> _DESCRIPTION OF THE TASK_: Rewrite the entries from the line holding "locate: acoustic guitar" through the end of the entries, inclusive, with "straw hat" changed to "sun hat" and everything else kept the same.
++++ EXERCISE DATA ++++
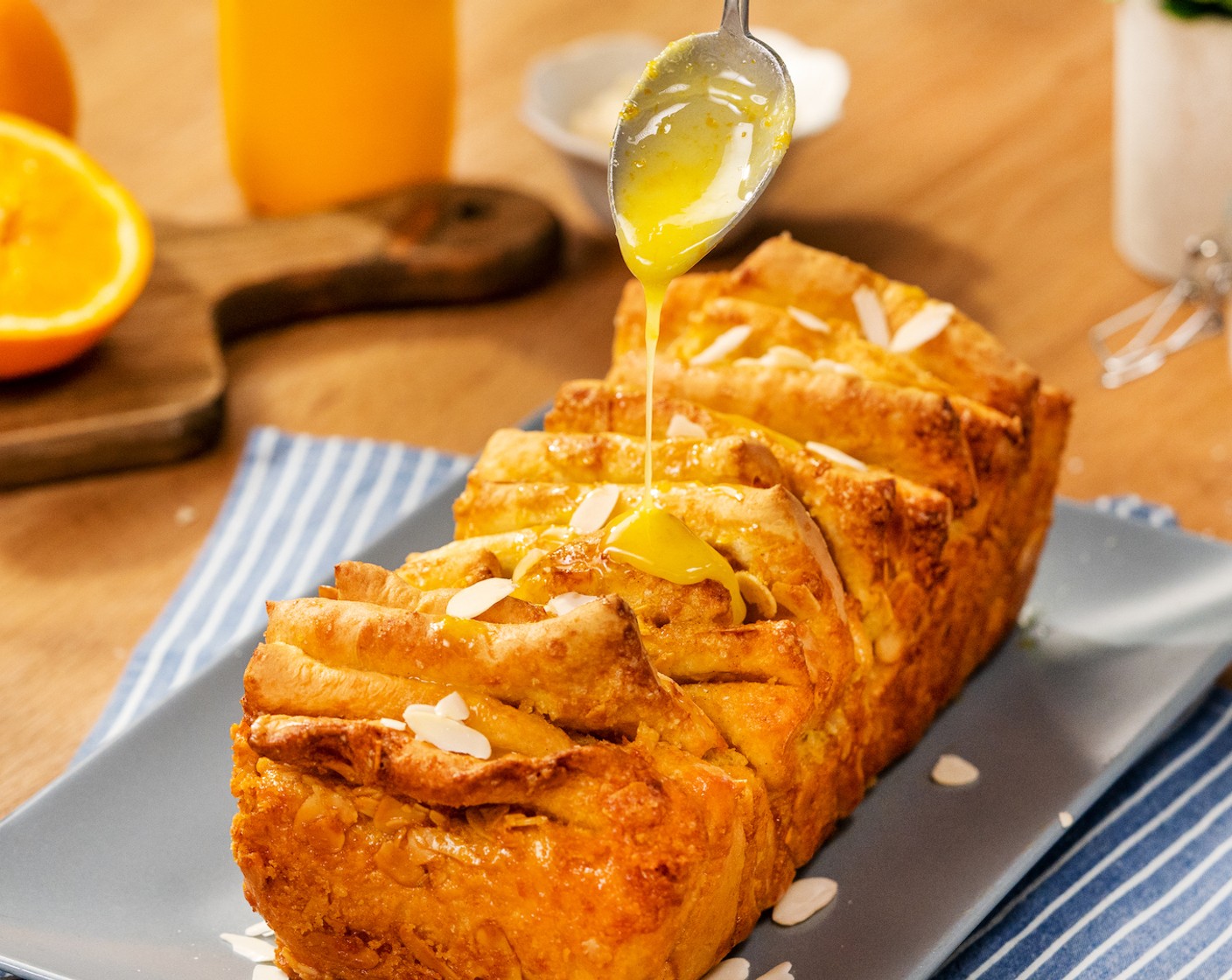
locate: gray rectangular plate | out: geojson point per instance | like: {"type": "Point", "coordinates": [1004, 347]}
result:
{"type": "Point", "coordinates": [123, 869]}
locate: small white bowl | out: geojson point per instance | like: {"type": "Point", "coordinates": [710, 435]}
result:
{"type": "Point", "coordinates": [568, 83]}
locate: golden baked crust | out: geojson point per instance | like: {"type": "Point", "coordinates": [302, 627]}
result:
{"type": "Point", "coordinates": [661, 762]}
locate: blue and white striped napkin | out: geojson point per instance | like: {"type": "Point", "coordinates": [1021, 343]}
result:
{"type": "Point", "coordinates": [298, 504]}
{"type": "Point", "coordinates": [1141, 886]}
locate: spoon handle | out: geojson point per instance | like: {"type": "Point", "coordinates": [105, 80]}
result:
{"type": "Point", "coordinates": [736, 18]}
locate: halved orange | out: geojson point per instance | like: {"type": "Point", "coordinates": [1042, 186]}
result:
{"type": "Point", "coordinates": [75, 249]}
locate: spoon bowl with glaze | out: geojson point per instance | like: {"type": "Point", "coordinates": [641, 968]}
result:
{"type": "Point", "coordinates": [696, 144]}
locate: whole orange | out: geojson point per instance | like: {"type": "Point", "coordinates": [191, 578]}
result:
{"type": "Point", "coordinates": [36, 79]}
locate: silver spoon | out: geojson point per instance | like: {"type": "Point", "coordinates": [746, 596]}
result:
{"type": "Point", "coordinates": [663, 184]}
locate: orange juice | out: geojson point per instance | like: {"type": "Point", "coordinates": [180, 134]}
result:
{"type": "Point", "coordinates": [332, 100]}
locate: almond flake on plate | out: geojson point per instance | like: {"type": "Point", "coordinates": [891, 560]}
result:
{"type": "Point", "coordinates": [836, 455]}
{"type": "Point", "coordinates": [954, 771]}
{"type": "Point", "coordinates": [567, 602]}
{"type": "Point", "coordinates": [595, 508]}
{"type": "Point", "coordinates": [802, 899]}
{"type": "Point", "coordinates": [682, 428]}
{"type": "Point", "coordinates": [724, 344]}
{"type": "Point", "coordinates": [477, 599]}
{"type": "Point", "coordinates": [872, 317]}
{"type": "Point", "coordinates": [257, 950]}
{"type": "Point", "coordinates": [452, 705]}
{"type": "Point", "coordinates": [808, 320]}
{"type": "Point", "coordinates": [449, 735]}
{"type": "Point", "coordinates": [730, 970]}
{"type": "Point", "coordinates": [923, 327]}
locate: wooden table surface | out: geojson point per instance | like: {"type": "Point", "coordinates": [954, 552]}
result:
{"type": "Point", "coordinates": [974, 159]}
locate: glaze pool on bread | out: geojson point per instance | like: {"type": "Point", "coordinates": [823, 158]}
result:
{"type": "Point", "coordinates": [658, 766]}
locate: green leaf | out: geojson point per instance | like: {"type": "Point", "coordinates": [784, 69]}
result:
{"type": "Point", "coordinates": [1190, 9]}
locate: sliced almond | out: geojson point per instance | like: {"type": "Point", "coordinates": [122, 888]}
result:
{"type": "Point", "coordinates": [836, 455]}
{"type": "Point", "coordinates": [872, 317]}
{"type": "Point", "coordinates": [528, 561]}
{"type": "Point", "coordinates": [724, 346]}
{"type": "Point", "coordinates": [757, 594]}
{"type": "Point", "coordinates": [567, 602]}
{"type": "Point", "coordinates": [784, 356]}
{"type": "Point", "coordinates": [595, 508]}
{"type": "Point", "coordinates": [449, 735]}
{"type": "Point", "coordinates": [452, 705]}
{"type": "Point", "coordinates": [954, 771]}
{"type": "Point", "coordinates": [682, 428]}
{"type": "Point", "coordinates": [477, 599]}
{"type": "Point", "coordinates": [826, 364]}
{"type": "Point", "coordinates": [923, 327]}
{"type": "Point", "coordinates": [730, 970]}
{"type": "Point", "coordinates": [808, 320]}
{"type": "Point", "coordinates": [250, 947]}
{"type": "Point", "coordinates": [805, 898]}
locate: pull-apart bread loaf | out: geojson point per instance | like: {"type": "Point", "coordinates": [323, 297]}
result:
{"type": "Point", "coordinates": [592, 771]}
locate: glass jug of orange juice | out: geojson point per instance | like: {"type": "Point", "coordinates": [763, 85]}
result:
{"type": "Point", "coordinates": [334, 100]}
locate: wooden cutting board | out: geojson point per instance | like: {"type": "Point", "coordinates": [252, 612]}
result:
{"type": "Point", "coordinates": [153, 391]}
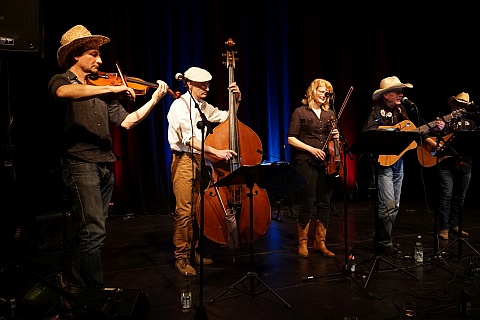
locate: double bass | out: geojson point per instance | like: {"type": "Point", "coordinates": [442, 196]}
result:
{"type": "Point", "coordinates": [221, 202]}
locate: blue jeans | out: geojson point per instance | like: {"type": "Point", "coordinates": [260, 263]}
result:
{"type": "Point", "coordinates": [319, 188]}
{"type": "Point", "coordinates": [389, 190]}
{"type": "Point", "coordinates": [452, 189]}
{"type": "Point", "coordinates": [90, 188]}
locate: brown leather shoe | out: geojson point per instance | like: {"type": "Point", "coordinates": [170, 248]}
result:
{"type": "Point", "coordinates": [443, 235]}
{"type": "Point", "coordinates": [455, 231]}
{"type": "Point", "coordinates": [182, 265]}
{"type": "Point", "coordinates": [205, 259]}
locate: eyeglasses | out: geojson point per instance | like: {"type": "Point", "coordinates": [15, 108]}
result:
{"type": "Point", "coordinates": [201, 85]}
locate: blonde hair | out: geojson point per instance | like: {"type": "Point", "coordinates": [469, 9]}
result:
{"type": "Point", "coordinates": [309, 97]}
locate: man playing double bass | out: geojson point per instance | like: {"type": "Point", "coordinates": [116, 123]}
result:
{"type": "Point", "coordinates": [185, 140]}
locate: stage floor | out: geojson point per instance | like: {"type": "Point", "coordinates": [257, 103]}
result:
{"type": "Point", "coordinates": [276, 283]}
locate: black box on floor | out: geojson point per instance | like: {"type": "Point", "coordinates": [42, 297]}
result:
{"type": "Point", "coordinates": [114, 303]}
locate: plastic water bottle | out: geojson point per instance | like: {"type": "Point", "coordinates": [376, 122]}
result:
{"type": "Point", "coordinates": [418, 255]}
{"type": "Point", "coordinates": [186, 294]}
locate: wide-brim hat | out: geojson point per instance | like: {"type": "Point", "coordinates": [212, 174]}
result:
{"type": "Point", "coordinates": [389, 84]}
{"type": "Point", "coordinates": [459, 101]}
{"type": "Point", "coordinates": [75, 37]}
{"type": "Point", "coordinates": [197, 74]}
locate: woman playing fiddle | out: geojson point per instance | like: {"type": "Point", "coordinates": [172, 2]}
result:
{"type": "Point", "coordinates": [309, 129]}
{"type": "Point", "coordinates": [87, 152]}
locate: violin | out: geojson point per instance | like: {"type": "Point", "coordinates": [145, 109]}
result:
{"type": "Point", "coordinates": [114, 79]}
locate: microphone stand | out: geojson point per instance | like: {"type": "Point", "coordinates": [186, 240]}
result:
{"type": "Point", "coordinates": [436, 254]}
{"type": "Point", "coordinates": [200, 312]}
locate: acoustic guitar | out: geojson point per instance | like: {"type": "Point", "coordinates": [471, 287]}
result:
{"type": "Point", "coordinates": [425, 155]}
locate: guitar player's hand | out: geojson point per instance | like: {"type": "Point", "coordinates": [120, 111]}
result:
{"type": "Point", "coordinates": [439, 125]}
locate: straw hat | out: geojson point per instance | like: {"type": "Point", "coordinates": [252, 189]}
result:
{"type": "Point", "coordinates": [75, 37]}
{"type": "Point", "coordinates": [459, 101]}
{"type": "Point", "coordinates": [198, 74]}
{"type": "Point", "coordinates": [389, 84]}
++++
> _REPLY_:
locate: acoustic guitar | out: geojson point per instance | like: {"type": "Point", "coordinates": [471, 287]}
result:
{"type": "Point", "coordinates": [425, 155]}
locate: guitar player's hand | out: geojson point per instance | like: {"type": "Point", "coordinates": [120, 111]}
result:
{"type": "Point", "coordinates": [439, 125]}
locate: sun hat | out: geojson point per instance | like: {"type": "Point", "coordinates": [252, 189]}
result:
{"type": "Point", "coordinates": [75, 37]}
{"type": "Point", "coordinates": [459, 101]}
{"type": "Point", "coordinates": [198, 74]}
{"type": "Point", "coordinates": [389, 84]}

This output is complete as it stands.